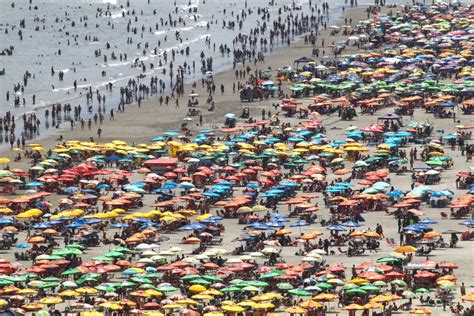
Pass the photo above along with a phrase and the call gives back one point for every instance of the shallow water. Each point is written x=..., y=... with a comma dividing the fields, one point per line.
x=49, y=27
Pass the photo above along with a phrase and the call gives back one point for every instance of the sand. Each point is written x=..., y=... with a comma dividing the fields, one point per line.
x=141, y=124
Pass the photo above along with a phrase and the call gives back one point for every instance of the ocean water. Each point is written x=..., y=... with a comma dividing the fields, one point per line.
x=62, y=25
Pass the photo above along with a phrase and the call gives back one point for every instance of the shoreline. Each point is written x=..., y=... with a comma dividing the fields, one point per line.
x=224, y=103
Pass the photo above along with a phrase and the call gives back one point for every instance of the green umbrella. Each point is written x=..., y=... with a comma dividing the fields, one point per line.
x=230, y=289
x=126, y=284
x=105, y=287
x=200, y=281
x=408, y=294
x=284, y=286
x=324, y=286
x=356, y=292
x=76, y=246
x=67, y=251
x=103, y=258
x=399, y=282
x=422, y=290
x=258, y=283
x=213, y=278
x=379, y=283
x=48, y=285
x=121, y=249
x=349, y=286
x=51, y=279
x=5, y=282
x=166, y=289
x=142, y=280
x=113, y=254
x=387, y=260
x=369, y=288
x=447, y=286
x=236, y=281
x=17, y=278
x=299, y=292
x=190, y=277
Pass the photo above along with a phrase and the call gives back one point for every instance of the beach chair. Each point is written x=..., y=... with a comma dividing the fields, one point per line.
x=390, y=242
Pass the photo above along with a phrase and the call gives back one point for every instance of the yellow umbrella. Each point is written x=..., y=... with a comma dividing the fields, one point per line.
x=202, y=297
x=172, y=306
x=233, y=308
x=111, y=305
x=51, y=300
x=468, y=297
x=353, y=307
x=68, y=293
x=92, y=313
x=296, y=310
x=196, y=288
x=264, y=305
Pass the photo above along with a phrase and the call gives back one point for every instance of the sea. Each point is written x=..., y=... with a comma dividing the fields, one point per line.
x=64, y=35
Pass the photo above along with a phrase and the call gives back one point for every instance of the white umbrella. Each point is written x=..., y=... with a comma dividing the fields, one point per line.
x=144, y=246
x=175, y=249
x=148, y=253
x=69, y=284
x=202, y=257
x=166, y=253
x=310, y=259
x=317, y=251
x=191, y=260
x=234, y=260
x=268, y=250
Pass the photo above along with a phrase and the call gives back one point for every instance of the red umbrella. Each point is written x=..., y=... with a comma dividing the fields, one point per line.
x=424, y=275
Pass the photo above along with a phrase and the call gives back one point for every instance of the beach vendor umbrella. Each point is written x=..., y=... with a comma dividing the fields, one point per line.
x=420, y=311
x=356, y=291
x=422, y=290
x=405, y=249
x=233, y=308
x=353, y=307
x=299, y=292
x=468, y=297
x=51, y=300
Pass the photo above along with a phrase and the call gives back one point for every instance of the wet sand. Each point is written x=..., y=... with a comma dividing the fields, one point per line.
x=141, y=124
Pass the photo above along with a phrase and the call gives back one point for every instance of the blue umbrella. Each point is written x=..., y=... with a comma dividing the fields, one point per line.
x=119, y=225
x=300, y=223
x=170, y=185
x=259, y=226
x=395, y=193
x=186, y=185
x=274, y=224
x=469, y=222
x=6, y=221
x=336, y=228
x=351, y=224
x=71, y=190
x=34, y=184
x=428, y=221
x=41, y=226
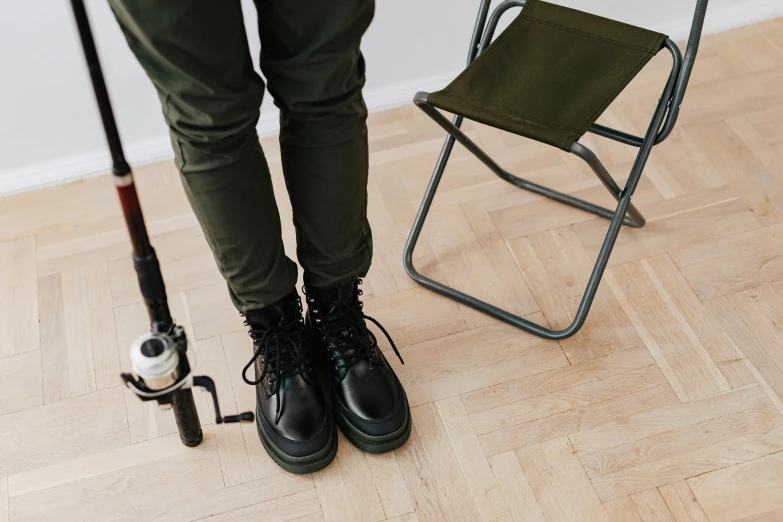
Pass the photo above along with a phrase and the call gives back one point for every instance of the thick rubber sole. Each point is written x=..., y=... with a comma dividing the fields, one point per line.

## WHAT TO DO
Transcribe the full listing above exactly, with the images removed.

## YOUR RESPONSE
Pass the photo above along with a phrase and the call gives back one point for every instance of the shallow water. Each point is written x=..., y=... with a comma dividing the fields, one point per line.
x=49, y=27
Pass the photo above along with a phrase and the call gives back one point for every instance of the sand. Each point is written x=..., y=... with a comma dividing the fields, one point per line.
x=141, y=124
Pass the photo above along with a phrase and the call gives back one point for every instance of the ocean water. Each point is written x=..., y=... with a comma dividing the fields, one point per line.
x=62, y=25
Pass the photo above along with a phrase and the call gives back one point for every instance of the shoreline. Each point is written x=..., y=... with a comma dividing the fields, one point per line.
x=224, y=103
Pass the photo above along with a phrase and the call gives back one point for every instance of the green umbrella. Each point is written x=..., y=... with a comma dividing the fields, one point per line.
x=230, y=289
x=126, y=284
x=105, y=287
x=200, y=281
x=408, y=294
x=284, y=286
x=324, y=286
x=356, y=292
x=76, y=246
x=67, y=251
x=103, y=258
x=399, y=282
x=422, y=290
x=258, y=283
x=213, y=278
x=379, y=283
x=48, y=285
x=121, y=249
x=349, y=286
x=51, y=279
x=5, y=282
x=166, y=289
x=142, y=280
x=113, y=254
x=387, y=260
x=369, y=288
x=447, y=286
x=236, y=281
x=17, y=278
x=299, y=292
x=190, y=277
Pass the photo above along with a phrase and the call gives back one point for every instance of the beach chair. Each point is written x=..., y=... with a comma dividing the fields, one point per line.
x=390, y=242
Pass the photo above along with a phrase and the call gives back one point for every instance of the yellow umbrella. Each point is written x=..., y=... with a comma dividing the fields, one point per line.
x=202, y=297
x=172, y=306
x=233, y=308
x=111, y=305
x=51, y=300
x=468, y=297
x=353, y=307
x=68, y=293
x=92, y=313
x=296, y=310
x=196, y=288
x=264, y=305
Pass the photo above along with a phrase and the call gives back one point for every instance of the sea. Each point is written x=..., y=... with a comma dividing the fields, one point per line.
x=64, y=35
Pass the photo above along with a phrase and the call gives back one point for every instance of the white umbrella. Each point is written x=..., y=... with a comma dividing the fields, one point per line.
x=144, y=246
x=175, y=249
x=148, y=253
x=69, y=284
x=202, y=257
x=166, y=253
x=310, y=259
x=317, y=251
x=191, y=260
x=234, y=260
x=268, y=250
Pass the photo above along with a phrase and the call gives back one point for every instance of the red umbrella. Each point is written x=..., y=... with a comma dividing the fields, one point per line.
x=424, y=275
Pass the photo above along with a phrase and the call gives back one point for every instance of the beach vendor umbrella. Each point is written x=..., y=... with a comma dividing the fields, one point per line.
x=420, y=311
x=356, y=291
x=422, y=290
x=405, y=249
x=233, y=308
x=353, y=307
x=299, y=292
x=468, y=297
x=51, y=300
Pass the photo above along with a phrase and the call gives back one point for every instance of the wet sand. Each point is written x=..., y=... with a comma dividing the fields, one point per line.
x=141, y=124
Pass the photo above along with a phrase and the call gives back one point for every instance of the blue umbrella. Each point is written x=..., y=... with a comma dividing the fields, one point per line.
x=119, y=225
x=300, y=223
x=170, y=185
x=259, y=226
x=395, y=193
x=186, y=185
x=274, y=224
x=469, y=222
x=6, y=221
x=336, y=228
x=351, y=224
x=71, y=190
x=34, y=184
x=428, y=221
x=41, y=226
Pass the photo above along with a phrase and the call gives back one point for every instance of the thick rubber sole. Each point is written x=..., y=... with a comma dividing the fields, one point per line.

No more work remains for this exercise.